_MATERIALS PROVIDED_.
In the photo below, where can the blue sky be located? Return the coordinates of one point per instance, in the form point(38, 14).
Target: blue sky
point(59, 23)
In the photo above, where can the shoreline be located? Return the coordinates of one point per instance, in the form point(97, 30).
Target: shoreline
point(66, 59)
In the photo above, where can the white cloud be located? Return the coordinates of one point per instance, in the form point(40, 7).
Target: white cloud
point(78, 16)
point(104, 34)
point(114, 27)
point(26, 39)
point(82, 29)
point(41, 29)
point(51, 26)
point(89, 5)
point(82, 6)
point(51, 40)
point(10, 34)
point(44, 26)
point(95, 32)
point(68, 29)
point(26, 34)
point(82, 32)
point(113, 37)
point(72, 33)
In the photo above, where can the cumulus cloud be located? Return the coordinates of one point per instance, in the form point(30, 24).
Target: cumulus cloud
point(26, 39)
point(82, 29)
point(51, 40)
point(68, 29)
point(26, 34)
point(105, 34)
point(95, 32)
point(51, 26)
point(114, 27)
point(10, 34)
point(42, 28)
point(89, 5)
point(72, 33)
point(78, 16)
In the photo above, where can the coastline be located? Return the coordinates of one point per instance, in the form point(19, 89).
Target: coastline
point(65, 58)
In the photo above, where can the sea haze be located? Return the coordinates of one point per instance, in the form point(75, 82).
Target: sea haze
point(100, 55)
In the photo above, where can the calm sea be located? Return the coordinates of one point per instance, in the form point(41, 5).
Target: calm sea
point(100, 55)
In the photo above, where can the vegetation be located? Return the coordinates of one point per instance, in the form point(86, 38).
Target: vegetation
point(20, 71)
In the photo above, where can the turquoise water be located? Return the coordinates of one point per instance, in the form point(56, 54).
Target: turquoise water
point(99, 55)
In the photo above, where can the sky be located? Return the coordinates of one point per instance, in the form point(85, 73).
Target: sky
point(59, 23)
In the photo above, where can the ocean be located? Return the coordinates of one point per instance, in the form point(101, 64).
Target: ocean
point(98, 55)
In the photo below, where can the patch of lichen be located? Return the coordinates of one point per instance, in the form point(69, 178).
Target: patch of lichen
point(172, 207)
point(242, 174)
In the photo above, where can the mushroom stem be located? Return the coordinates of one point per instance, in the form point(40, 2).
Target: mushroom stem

_EXERCISE OBJECTIVE_. Turn the listing above into a numbered list with one line per item, and skip any blank lines.

_OUTPUT FOR THIS EXERCISE_.
1. In the photo below, where can the blue sky be located? Return the coordinates of one point per instance, in the form point(38, 14).
2. Target: blue sky
3. point(59, 23)
4. In the photo above, where can the shoreline be located? Return the coordinates of one point per instance, in the form point(97, 30).
5. Target: shoreline
6. point(66, 59)
7. In the photo above, where can the white cloud be located? Return the coordinates of one point per instance, in the form point(40, 7).
8. Target: white cloud
9. point(78, 16)
10. point(104, 34)
11. point(114, 27)
12. point(26, 39)
13. point(82, 29)
14. point(41, 29)
15. point(51, 26)
16. point(89, 5)
17. point(82, 6)
18. point(51, 40)
19. point(10, 34)
20. point(44, 26)
21. point(95, 32)
22. point(68, 29)
23. point(26, 34)
24. point(82, 32)
25. point(113, 37)
26. point(72, 33)
27. In the photo above, where can the cumulus cloud be located? Return the coordinates of one point per instance, in the form point(30, 24).
28. Target: cumulus cloud
29. point(26, 39)
30. point(82, 29)
31. point(51, 40)
32. point(68, 29)
33. point(26, 34)
34. point(105, 34)
35. point(95, 32)
36. point(51, 26)
37. point(114, 27)
38. point(10, 34)
39. point(42, 28)
40. point(89, 5)
41. point(72, 33)
42. point(78, 16)
43. In the photo above, where can the coastline be located? Return the coordinates of one point per instance, in the form point(19, 89).
44. Target: coastline
45. point(65, 58)
46. In the photo above, where can the sea haze be located? Return the coordinates of one point per instance, in the form point(75, 82).
47. Target: sea haze
48. point(100, 55)
49. In the photo above, where can the calm sea be located? Return the coordinates of one point per instance, in the form point(41, 5).
50. Target: calm sea
51. point(100, 55)
52. In the photo above, where can the vegetation be located? Return the coordinates of one point per instance, in the form point(86, 38).
53. Target: vegetation
54. point(20, 71)
55. In the photo above, where can the turquoise water be located? Return the coordinates of one point per instance, in the form point(56, 54).
56. Target: turquoise water
57. point(99, 55)
58. In the photo above, where can the sky be located? Return the coordinates of one point per instance, in the form point(85, 73).
59. Target: sky
60. point(59, 23)
61. In the photo above, where can the ocean be located? Return the coordinates of one point per instance, in the form point(101, 64).
62. Target: ocean
63. point(98, 55)
64. In the photo below, where can the patch of lichen be located? Return the coordinates of one point per instance, in the form point(69, 178).
65. Target: patch of lichen
66. point(172, 207)
67. point(242, 174)
68. In the photo above, where can the mushroom stem be located? Return the coordinates of one point per instance, in the form point(40, 2).
69. Target: mushroom stem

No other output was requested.